§ **Bagian Dokumen**
○ ○ ○ ○ ○
Jalan berliku diplomasi diperkeruh dengan gempuran aksi militer Belanda pada 21 Juli 1947. Aksi congkak kolonial Belanda tersebut justru mengantarkan Indonesia ke forum Perserikatan Bangsa-Bangsa (PBB). Pada 14 Agustus 1947 Sjahrir berpidato di muka sidang Dewan Keamanan (DK) PBB. Berhadapan dengan wakil bangsa se-dunia, Sjahrir mengurai Indonesia sebagai bangsa yang berabad-abad berperadaban aksara lantas dieksploitasi kaum kolonial. Secara piawai, Sjahrir mematahkan satu per satu argumen yang disampaikan wakil Belanda. Dengan itu, Indonesia berhasil merebut kedudukan sebagai bangsa yang memperjuangan kedaulatannya di gelanggang internasional
.
○ ○ ○ ○ ○
§ **Tugas**
Teruskan teks tentang pidato Sjahrir di Dewan Keamanan PBB mulai dari kalimat terakhirnya. Item yang tercantum sesudah ini diambil dari sumber yang berbeda.

§ **Catatan Data**
○ ○ ○ ○ ○
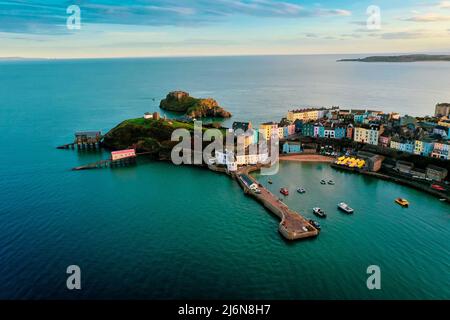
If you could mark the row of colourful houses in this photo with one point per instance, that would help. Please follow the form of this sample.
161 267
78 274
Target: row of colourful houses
271 129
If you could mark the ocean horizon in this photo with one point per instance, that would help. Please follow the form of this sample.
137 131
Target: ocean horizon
158 231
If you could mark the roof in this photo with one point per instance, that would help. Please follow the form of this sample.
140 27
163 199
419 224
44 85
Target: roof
436 168
88 133
123 151
241 125
308 110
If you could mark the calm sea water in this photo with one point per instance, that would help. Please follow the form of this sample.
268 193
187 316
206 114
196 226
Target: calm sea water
159 231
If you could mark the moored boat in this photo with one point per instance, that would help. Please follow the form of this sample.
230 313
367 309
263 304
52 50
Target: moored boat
438 187
315 224
319 212
345 207
301 190
403 202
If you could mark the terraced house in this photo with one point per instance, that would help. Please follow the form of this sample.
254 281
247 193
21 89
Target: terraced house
423 148
441 151
369 134
305 115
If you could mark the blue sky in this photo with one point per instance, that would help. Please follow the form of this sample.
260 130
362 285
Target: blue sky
220 27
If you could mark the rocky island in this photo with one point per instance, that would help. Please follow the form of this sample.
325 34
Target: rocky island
182 102
402 58
150 136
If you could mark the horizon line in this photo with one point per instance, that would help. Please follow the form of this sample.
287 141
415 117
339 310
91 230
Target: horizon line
17 58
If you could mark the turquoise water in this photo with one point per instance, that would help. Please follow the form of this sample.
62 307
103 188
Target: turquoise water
159 231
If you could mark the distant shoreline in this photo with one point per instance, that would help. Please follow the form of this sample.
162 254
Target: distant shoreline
306 158
401 58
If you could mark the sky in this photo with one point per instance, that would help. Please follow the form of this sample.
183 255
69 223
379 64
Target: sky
147 28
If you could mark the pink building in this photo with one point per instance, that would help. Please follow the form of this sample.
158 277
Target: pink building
385 141
123 154
350 130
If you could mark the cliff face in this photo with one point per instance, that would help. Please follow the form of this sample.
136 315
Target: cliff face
149 136
152 136
182 102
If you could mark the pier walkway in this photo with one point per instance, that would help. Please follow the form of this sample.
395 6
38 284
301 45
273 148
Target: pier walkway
292 226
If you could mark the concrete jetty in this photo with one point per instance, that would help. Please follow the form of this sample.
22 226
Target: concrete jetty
292 226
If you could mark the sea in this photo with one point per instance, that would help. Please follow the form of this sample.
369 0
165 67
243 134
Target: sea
160 231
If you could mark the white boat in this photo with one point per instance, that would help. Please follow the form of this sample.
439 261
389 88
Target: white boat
301 190
345 207
319 212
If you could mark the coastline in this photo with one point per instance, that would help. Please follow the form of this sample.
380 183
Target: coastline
306 158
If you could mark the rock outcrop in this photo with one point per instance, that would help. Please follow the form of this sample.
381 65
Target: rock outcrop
182 102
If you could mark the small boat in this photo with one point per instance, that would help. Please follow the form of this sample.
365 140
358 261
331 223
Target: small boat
315 224
403 202
438 187
345 207
319 212
301 190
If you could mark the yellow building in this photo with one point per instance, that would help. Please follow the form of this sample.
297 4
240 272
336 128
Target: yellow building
395 145
369 135
268 129
444 123
418 147
306 114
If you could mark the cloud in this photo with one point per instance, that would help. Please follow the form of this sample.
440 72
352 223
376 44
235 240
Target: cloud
444 5
34 17
405 35
428 17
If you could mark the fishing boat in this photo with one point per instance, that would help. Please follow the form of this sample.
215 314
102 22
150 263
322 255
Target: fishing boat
403 202
438 187
319 212
301 190
345 207
315 224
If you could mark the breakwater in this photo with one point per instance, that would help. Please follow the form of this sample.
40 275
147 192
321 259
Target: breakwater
292 226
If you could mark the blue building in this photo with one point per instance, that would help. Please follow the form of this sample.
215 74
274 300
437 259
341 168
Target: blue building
359 118
308 130
340 132
298 126
292 147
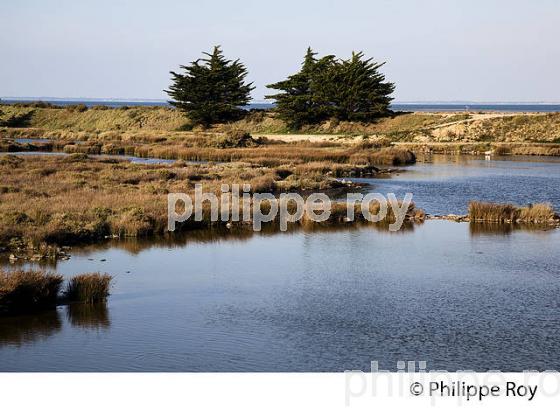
○ ○ ○ ○ ○
§ **Hasil Latihan**
Di New York, Sjahrir populer bagi kalangan para wartawan yang meliput sidang DK PBB, terutama wartawan-wartawan yang berada di Indonesia semasa revolusi. Beberapa surat kabar menamakan Sjahrir sebagai
The Smiling Diplomat.


Pemuda Sjahrir

Sjahrir lahir pada 5 Maret 1909 di ranah Minangkabau dan meninggal 9 April 1966 di Zurich, Swiss. Seperti pemimpin pergerakan nasional lainnya, Sjahrir adalah buah dari politik etis van Deventer. Dia mengenyam pendidikan di sekolah-sekolah (ELS dan MULO) terbaik di Medan, dan betah bergaul dengan pustaka dunia seperti karya-karya Karl May dan ratusan buku cerita Belanda
.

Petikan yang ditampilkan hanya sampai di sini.